Directive: Turn all the lines below into a numbered list, leaving out any blank lines.

[Records taken from a collection]
++++++++++++++++++++

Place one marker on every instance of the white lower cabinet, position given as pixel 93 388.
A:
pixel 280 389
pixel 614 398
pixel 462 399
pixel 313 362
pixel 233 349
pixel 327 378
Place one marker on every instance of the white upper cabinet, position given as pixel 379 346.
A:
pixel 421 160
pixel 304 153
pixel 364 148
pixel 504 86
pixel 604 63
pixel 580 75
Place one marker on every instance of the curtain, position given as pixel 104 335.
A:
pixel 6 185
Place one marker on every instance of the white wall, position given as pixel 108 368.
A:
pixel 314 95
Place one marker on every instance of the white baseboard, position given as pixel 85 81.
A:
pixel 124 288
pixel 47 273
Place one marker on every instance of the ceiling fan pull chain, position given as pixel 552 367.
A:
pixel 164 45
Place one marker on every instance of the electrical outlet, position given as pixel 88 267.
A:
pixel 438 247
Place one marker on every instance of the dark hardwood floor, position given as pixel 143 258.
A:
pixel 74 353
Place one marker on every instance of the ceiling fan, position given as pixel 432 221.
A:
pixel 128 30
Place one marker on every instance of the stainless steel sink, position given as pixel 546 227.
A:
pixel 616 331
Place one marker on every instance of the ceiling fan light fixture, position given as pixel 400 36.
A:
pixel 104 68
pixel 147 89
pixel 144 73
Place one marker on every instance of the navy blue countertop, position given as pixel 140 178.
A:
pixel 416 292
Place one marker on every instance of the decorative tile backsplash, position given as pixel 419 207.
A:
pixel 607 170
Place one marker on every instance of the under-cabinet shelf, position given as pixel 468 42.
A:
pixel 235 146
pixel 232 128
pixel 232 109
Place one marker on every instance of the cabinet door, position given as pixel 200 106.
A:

++++++++++++++++++++

Written solution:
1. Place one marker on every instance of the white lower cabinet, position given as pixel 93 388.
2. A:
3. pixel 280 389
4. pixel 614 398
5. pixel 462 399
6. pixel 313 362
7. pixel 233 349
8. pixel 327 378
9. Place one marker on every instance of the white upper cabinet, position given as pixel 379 346.
10. A:
11. pixel 421 160
12. pixel 304 153
13. pixel 364 148
14. pixel 504 86
15. pixel 604 63
16. pixel 580 75
17. Place one marker on every instance of the curtain, position given as pixel 104 335.
18. A:
19. pixel 6 185
20. Place one marker on every instance of the white wall, position given as pixel 108 368.
21. A:
22. pixel 314 95
23. Place one marker on every instance of the white baseboard, position given as pixel 85 81.
24. A:
25. pixel 124 288
26. pixel 47 273
27. Place one marker on every instance of the ceiling fan pull chain, position given as pixel 552 367.
28. A:
29. pixel 164 45
30. Place one marker on every instance of the electrical outlet, position given as pixel 88 267.
31. A:
32. pixel 438 247
33. Place one marker on every instance of the dark hardwood floor, position given as pixel 143 258.
34. A:
35. pixel 74 353
36. Place one marker on every instance of the ceiling fan, position given as pixel 432 221.
37. A:
38. pixel 128 30
39. Place one marker on every instance of the stainless steel sink, position given as pixel 546 227.
40. A:
41. pixel 616 331
42. Place one marker on every instance of the ceiling fan light fixture, position given as pixel 400 36.
43. A:
44. pixel 104 68
45. pixel 147 89
46. pixel 144 73
47. Place one marker on every instance of the navy blue countertop, position given as pixel 140 178.
48. A:
49. pixel 416 292
50. Place one marker on every instance of the decorative tile backsplash, position given as pixel 419 207.
51. A:
52. pixel 607 170
53. Place one marker on every instance of the under-cabinet shelf, position given as pixel 468 42.
54. A:
55. pixel 235 146
56. pixel 232 128
57. pixel 232 109
58. Place one marker on every instance of the cabinet door, position given as pixel 200 106.
59. A:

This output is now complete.